» Supplied passage

Success factors in the preparation and implementation of carve-outs

In view of the large number of stumbling blocks and special issues in A&D carve-outs, which we have already dealt with in Part I (regulatory hurdles) and Part II (structuring of the transaction and operative unbundling), careful preparation is the key to success. Many carve-outs fail or do not deliver the expected value because companies underestimate the complexity. Without strategic planning, there are delays and unexpected costs, a lack of transparency leads to uncertainty among employees and customers, which can provoke departures and loss of sales, or an unsuitable investor is chosen who cannot successfully develop the business. Best practices and success factors for overcoming these risks are therefore described below.

Early project planning and interdisciplinary team

A carve-out should be organised as an independent project with sufficient lead time. Ideally, a dedicated team is set up that brings together experts from all relevant areas - M&A lawyers, export control and foreign trade experts, IT specialists, HR/employment law, tax, finance and communications. This team creates a comprehensive carve-out roadmap that identifies all dependencies and milestones, such as regulatory approvals, IT migration dates, staff transitions, customer communications, etc. A realistic timeline is essential especially because certain official procedures take time (investment control, export licences, security checks). It is also important to schedule a possible signing and closing at an early stage and to be contractually flexible to be able to absorb delays.

» Exercise 1
From the carve-out passage, extract the wording from "In view of the" to "therefore described below.".
» Exercise 2
Using the carve-out passage, answer yes or no for each statement and quote the words that decide it: (a) many carve-outs fail because companies underestimate the complexity; (b) the dedicated team includes marketing specialists; (c) a possible signing and closing should be scheduled late in the process.

» Recorded data
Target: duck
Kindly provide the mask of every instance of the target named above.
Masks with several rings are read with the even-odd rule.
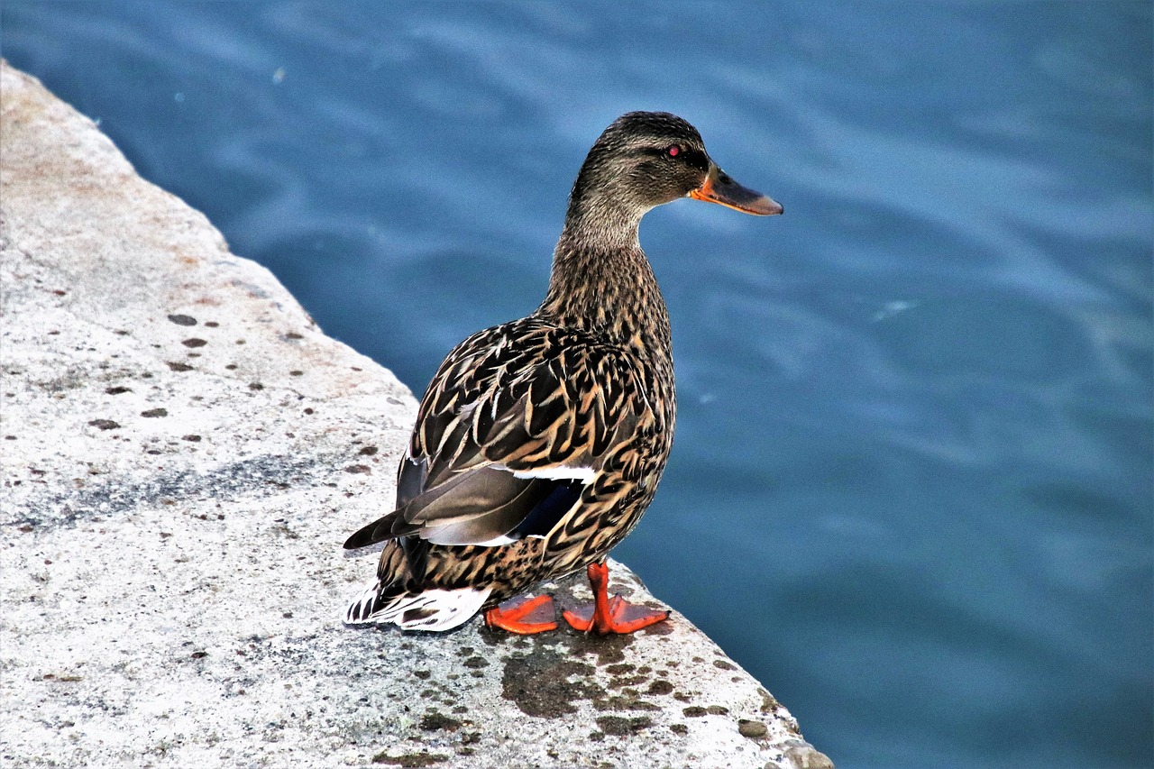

» Exercise solution 1
In view of the large number of stumbling blocks and special issues in A&D carve-outs, which we have already dealt with in Part I (regulatory hurdles) and Part II (structuring of the transaction and operative unbundling), careful preparation is the key to success. Many carve-outs fail or do not deliver the expected value because companies underestimate the complexity. Without strategic planning, there are delays and unexpected costs, a lack of transparency leads to uncertainty among employees and customers, which can provoke departures and loss of sales, or an unsuitable investor is chosen who cannot successfully develop the business. Best practices and success factors for overcoming these risks are therefore described below.

» Exercise solution 2
(a) Yes: "Many carve-outs fail or do not deliver the expected value because companies underestimate the complexity."
(b) No: "M&A lawyers, export control and foreign trade experts, IT specialists, HR/employment law, tax, finance and communications."
(c) No: "It is also important to schedule a possible signing and closing at an early stage"